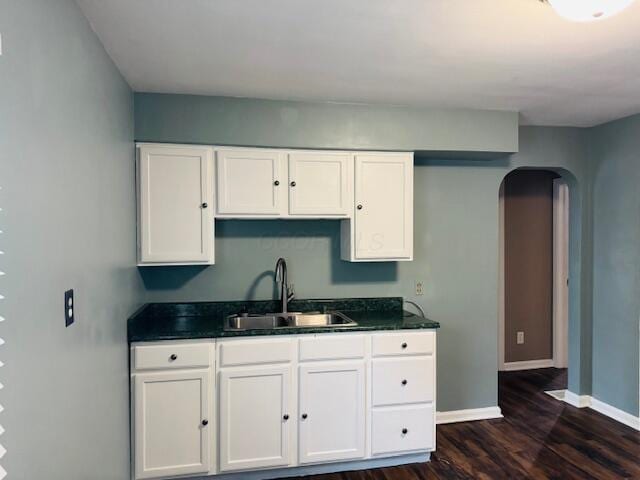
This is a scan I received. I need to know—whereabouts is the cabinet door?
[216,149,287,217]
[298,361,365,464]
[354,154,413,260]
[138,145,213,264]
[219,367,294,472]
[134,370,214,478]
[289,152,353,217]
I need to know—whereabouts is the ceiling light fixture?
[542,0,635,22]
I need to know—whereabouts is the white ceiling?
[77,0,640,126]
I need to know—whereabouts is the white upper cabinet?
[133,370,214,478]
[343,153,413,261]
[216,148,287,217]
[138,144,214,265]
[289,152,353,217]
[298,361,366,464]
[138,144,413,265]
[219,366,293,472]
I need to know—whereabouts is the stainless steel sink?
[225,312,358,330]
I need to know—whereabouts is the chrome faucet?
[276,257,295,313]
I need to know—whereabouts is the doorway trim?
[498,169,570,371]
[553,178,569,368]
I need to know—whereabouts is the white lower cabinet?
[133,369,214,478]
[131,330,436,480]
[371,403,435,455]
[298,361,366,464]
[218,366,293,472]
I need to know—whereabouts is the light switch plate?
[64,289,76,327]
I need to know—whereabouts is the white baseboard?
[436,406,502,425]
[500,358,554,372]
[590,397,640,431]
[564,390,591,408]
[558,390,640,431]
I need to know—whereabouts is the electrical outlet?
[64,289,76,327]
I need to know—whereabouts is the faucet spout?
[276,257,293,313]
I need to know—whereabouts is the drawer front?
[372,356,435,407]
[371,404,435,455]
[299,334,366,362]
[372,332,436,357]
[218,339,294,367]
[133,342,212,370]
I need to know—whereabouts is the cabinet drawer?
[372,356,435,407]
[218,339,293,367]
[372,332,436,357]
[371,404,434,455]
[299,334,365,362]
[133,343,212,370]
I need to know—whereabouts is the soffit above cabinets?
[135,93,519,159]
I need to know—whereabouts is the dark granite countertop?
[127,297,440,342]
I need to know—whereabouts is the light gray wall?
[590,115,640,415]
[135,93,518,157]
[0,0,141,480]
[136,119,591,410]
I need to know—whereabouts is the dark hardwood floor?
[296,369,640,480]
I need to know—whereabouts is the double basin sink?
[225,312,358,330]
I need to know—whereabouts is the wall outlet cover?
[64,289,76,327]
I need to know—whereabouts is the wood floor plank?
[276,368,640,480]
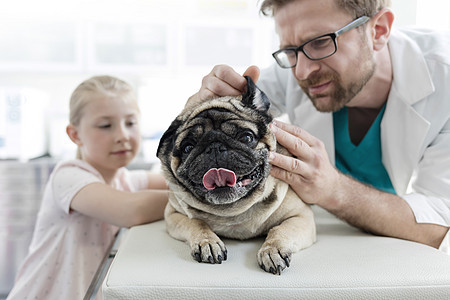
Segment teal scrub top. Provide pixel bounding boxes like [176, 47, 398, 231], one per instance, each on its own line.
[333, 106, 395, 194]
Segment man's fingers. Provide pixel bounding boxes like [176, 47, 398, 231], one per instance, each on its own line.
[207, 65, 247, 96]
[242, 66, 260, 84]
[269, 152, 308, 178]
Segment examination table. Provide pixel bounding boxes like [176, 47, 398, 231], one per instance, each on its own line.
[102, 207, 450, 300]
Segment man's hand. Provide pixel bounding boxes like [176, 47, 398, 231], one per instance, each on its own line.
[269, 121, 448, 248]
[186, 65, 259, 105]
[269, 121, 342, 207]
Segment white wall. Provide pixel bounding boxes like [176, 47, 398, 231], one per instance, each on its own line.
[0, 0, 450, 160]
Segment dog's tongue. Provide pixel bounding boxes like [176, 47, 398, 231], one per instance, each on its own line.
[203, 168, 236, 190]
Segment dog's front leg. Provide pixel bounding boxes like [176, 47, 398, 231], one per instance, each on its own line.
[165, 203, 227, 264]
[257, 205, 316, 275]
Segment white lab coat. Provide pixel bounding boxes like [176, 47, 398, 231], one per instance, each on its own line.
[258, 28, 450, 253]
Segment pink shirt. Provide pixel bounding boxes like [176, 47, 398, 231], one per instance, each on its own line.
[7, 160, 148, 299]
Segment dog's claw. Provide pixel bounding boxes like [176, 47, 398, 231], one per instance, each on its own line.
[283, 255, 291, 268]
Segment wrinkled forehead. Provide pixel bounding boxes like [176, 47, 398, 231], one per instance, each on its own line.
[178, 108, 260, 139]
[274, 0, 352, 46]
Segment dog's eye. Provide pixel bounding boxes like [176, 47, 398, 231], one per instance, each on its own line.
[237, 131, 255, 144]
[181, 142, 194, 154]
[183, 145, 194, 154]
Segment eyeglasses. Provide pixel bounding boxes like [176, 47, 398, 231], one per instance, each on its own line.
[272, 16, 370, 69]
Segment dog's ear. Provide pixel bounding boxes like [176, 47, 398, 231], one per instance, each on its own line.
[242, 76, 270, 112]
[156, 118, 183, 158]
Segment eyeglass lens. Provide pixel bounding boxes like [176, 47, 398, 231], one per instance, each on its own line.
[275, 35, 336, 68]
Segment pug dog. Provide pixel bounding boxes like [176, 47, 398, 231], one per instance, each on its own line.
[157, 77, 316, 274]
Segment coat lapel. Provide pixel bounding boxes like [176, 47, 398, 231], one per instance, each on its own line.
[380, 32, 434, 195]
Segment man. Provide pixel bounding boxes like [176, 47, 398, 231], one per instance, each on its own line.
[189, 0, 450, 254]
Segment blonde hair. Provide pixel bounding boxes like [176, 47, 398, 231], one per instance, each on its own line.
[260, 0, 391, 19]
[69, 75, 139, 159]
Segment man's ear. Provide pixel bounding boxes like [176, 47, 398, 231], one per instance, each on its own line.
[371, 8, 394, 51]
[66, 124, 82, 146]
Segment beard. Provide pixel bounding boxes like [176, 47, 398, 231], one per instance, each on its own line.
[297, 41, 375, 112]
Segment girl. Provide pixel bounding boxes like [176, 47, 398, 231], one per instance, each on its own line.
[7, 76, 168, 299]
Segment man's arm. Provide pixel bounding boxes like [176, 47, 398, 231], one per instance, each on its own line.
[270, 122, 448, 248]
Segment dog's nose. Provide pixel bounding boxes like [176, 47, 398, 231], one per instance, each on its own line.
[205, 143, 228, 154]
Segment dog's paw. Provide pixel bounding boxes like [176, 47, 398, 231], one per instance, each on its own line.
[191, 236, 227, 264]
[257, 243, 292, 275]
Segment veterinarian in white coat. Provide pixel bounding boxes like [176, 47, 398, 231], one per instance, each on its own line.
[190, 0, 450, 254]
[258, 30, 450, 254]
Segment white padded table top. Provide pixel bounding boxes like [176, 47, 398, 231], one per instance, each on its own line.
[103, 207, 450, 300]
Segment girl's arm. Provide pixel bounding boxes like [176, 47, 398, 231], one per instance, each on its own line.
[70, 182, 168, 227]
[147, 172, 169, 190]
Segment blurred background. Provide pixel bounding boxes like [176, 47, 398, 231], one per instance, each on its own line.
[0, 0, 450, 161]
[0, 0, 450, 298]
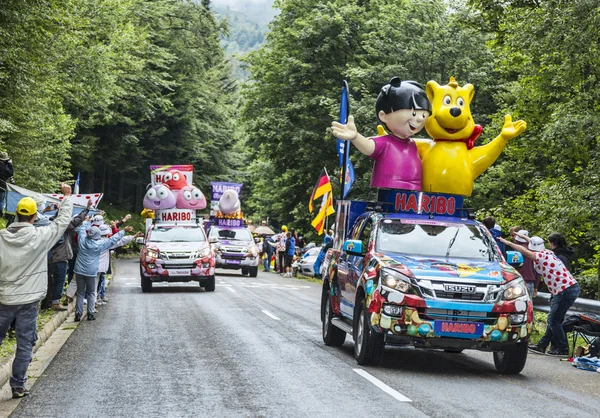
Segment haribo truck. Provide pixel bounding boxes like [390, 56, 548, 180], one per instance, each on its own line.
[321, 190, 533, 374]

-------------------------

_REQUIRED TASK:_ Convert every line of the rows above into a JSON list of strings, one string per line, with blank lines omitted. Leave the pictures out.

_WRITTEN SOLUTION:_
[
  "This is a scan I received. I need to know—whereabouts is the cabinet door?",
  "[216,149,287,217]",
  "[298,361,365,464]",
  "[354,154,413,260]",
  "[138,145,213,264]",
  "[219,367,294,472]",
  "[134,370,214,478]",
  "[289,152,353,217]",
  "I need to know—whereabouts is the ceiling light fixture?",
  "[542,0,635,22]",
  "I need to know—whereabouts is the white ceiling?",
  "[77,0,640,126]",
  "I need to know—whereabouts is the white upper cabinet?",
  "[133,370,214,478]",
  "[343,153,413,261]",
  "[216,148,287,217]",
  "[138,144,214,265]",
  "[289,152,353,217]",
  "[298,361,366,464]",
  "[138,144,413,265]",
  "[219,366,293,472]",
  "I need to know—whereabouts is the stainless steel sink?",
  "[225,312,358,330]",
  "I need to know—whereabouts is the chrome faucet?",
  "[276,257,295,313]",
  "I need to know—whereabouts is the doorway trim?",
  "[498,169,570,371]",
  "[553,178,569,368]",
  "I need to know—whereabouts is the white lower cabinet?",
  "[133,369,214,478]",
  "[131,330,436,480]",
  "[371,403,435,455]",
  "[298,361,366,464]",
  "[218,366,293,472]",
  "I need to know—whereabouts is the light switch plate?",
  "[64,289,76,327]",
  "I need to know—whereabouts is the white baseboard?",
  "[436,406,502,425]",
  "[500,358,554,372]",
  "[590,397,640,431]",
  "[564,390,591,408]",
  "[558,390,640,431]",
  "I need to know—whereabouts is the electrical outlet?",
  "[64,289,76,327]",
  "I need to know—whereabouts is the faucet spout?",
  "[276,257,293,313]",
  "I need to know—whereabouts is the drawer front?",
  "[372,356,435,407]",
  "[371,404,435,455]",
  "[299,334,366,362]",
  "[372,332,436,357]",
  "[218,339,294,367]",
  "[133,342,212,370]",
  "I need to know—whereabouts is the cabinet drawer?",
  "[372,356,435,407]",
  "[218,339,293,367]",
  "[372,332,436,357]",
  "[371,404,434,455]",
  "[299,334,365,362]",
  "[133,343,212,370]",
  "I need to know—whereabouts is the soffit above cabinets?",
  "[135,93,519,159]",
  "I need to know—whereabouts is the dark granite countertop?",
  "[127,297,440,342]",
  "I need to know—whereabouts is the light gray wall?",
  "[590,115,640,415]",
  "[135,93,518,157]",
  "[0,0,141,480]",
  "[136,119,591,410]",
  "I need to know—whereabouts is the dark hardwood floor?",
  "[296,369,640,480]",
  "I need to know—whereabouts is the double basin sink?",
  "[225,312,358,330]",
  "I need to know—whereabouts is the wall outlet cover?",
  "[64,289,76,327]",
  "I need to know—whereabouts is the wood floor plank?",
  "[276,368,640,480]",
  "Segment teal scrub top. Provide pixel bounding boxes like [176, 47, 398, 231], one per instance, each on its own line.",
  "[333, 106, 395, 194]",
  "Segment man's fingers. Provide pixel bounding boxes like [176, 47, 398, 231], one per instance, each on its own line.",
  "[207, 65, 247, 96]",
  "[242, 66, 260, 84]",
  "[269, 152, 308, 178]",
  "Segment examination table. Provide pixel bounding boxes like [176, 47, 398, 231], one per instance, each on its own line.",
  "[102, 207, 450, 300]",
  "Segment man's hand. Provide pixel bounding boxes like [176, 47, 398, 231], one per instance, each on its own line.",
  "[269, 121, 448, 248]",
  "[186, 65, 259, 105]",
  "[269, 121, 342, 207]",
  "Segment white wall. Provide pixel bounding boxes like [176, 47, 398, 231], one per instance, each on its own line.",
  "[0, 0, 450, 160]",
  "Segment dog's tongue. Provide pixel bounding boxes like [176, 47, 398, 231], one per instance, each on its own line.",
  "[203, 168, 236, 190]",
  "Segment dog's front leg. Provide pixel bounding boxes like [176, 47, 398, 231], one per instance, each on its own line.",
  "[165, 203, 227, 264]",
  "[257, 205, 316, 275]",
  "Segment white lab coat. Provide pixel bounding boxes like [176, 47, 398, 231], one per instance, each on its own line.",
  "[258, 28, 450, 253]",
  "Segment pink shirt. Provide pixel bounding boxes like [176, 47, 398, 231], one per instance, each on its own line.",
  "[7, 160, 148, 299]",
  "Segment dog's claw. Provide pixel bounding boxes like [176, 47, 398, 231], one per instance, each on its own line.",
  "[283, 255, 291, 268]",
  "Segment wrinkled forehead. Provide pixel bounding boxes like [176, 47, 398, 231], one per instance, each on its own line.",
  "[178, 108, 260, 139]",
  "[274, 0, 352, 46]",
  "Segment dog's eye. Provide pixel bounding boxes like [176, 47, 398, 231], one per instance, each on its own line.",
  "[237, 131, 255, 144]",
  "[181, 142, 194, 154]",
  "[183, 145, 194, 154]",
  "Segment eyeglasses. Provide pixel bounding boxes like [176, 47, 398, 231], one per instance, each on its own line.",
  "[272, 16, 370, 69]",
  "Segment dog's ear. Provide pixel bounding boxes like [176, 47, 398, 231], one per instance, each on its own line.",
  "[242, 76, 270, 112]",
  "[156, 118, 183, 158]",
  "Segment eyeglass lens. Provide pixel bounding boxes like [176, 47, 398, 231], one per instance, each on its own line.",
  "[275, 35, 336, 68]",
  "Segment pug dog. Provide pixel bounding boxes like [176, 47, 398, 231], one per instance, each on its own line.",
  "[157, 77, 316, 274]",
  "Segment coat lapel. Provide pixel bounding boxes like [176, 47, 398, 231], one per instance, each on its own line.",
  "[380, 32, 434, 195]",
  "Segment man. Provide pixel bounding boxes like [176, 47, 398, 231], one per instance, each on its own line.",
  "[189, 0, 450, 254]",
  "Segment blonde hair. Provide pixel bounding boxes like [176, 47, 398, 231], one per instance, each on its own line.",
  "[260, 0, 391, 19]",
  "[69, 75, 139, 159]",
  "Segment man's ear. Provide pixel bounding boxes like [176, 47, 398, 231], one per instance, each on its own line.",
  "[371, 8, 394, 51]",
  "[66, 124, 82, 146]",
  "Segment beard. Provide pixel bounding boxes like [176, 47, 398, 231], one per instance, each on its own line.",
  "[297, 41, 375, 112]",
  "Segment girl. Provide pixel bounding boxes like [176, 47, 398, 231], one per instance, each on its own line.",
  "[7, 76, 168, 299]",
  "Segment man's arm. Provide pixel bounding boxes like [176, 47, 398, 231], one per instance, each on its own line.",
  "[270, 122, 448, 248]",
  "Segment dog's nose. Provide pixel bounding boxes like [176, 47, 398, 231], one per instance, each on its own line.",
  "[205, 143, 228, 154]",
  "Segment dog's paw. Provide pixel bounding boxes like [176, 47, 398, 231], one per instance, each on its own line.",
  "[191, 236, 227, 264]",
  "[257, 243, 292, 275]",
  "Segment veterinarian in white coat. Provide pixel bounding boxes like [176, 47, 398, 231], one per instance, each on its own line.",
  "[190, 0, 450, 254]",
  "[258, 30, 450, 254]",
  "Segment white padded table top. Provide pixel bounding boxes like [176, 47, 398, 231], one per instance, each on its own line.",
  "[103, 207, 450, 300]",
  "Segment girl's arm. Provide pixel bounding boxes like [176, 47, 398, 231], one per instance, each on its own line.",
  "[70, 182, 168, 227]",
  "[147, 172, 169, 190]",
  "Segment blurred background. Provide pixel bounding boxes like [176, 47, 398, 231], one per instance, each on its own line.",
  "[0, 0, 450, 161]",
  "[0, 0, 450, 298]",
  "Segment haribo truck. Provide pixel bounding boxes like [390, 56, 548, 180], one per instance, each on its own line.",
  "[321, 190, 533, 374]"
]